WHAT YOU HAVE TO DO –
Print each entry below line for line, without changing a thing.

#### DATA ENTRIES ####

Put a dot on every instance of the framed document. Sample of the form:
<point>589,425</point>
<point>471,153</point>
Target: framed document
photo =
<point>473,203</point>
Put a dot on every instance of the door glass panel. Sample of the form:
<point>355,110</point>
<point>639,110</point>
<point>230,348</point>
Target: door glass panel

####

FINAL ANSWER –
Put a dot on every instance of the framed document. Sample of the form:
<point>589,425</point>
<point>471,153</point>
Target: framed document
photo =
<point>473,203</point>
Put a dot on every instance of the door glass panel. Sample of the form:
<point>355,110</point>
<point>639,110</point>
<point>230,348</point>
Target: door glass panel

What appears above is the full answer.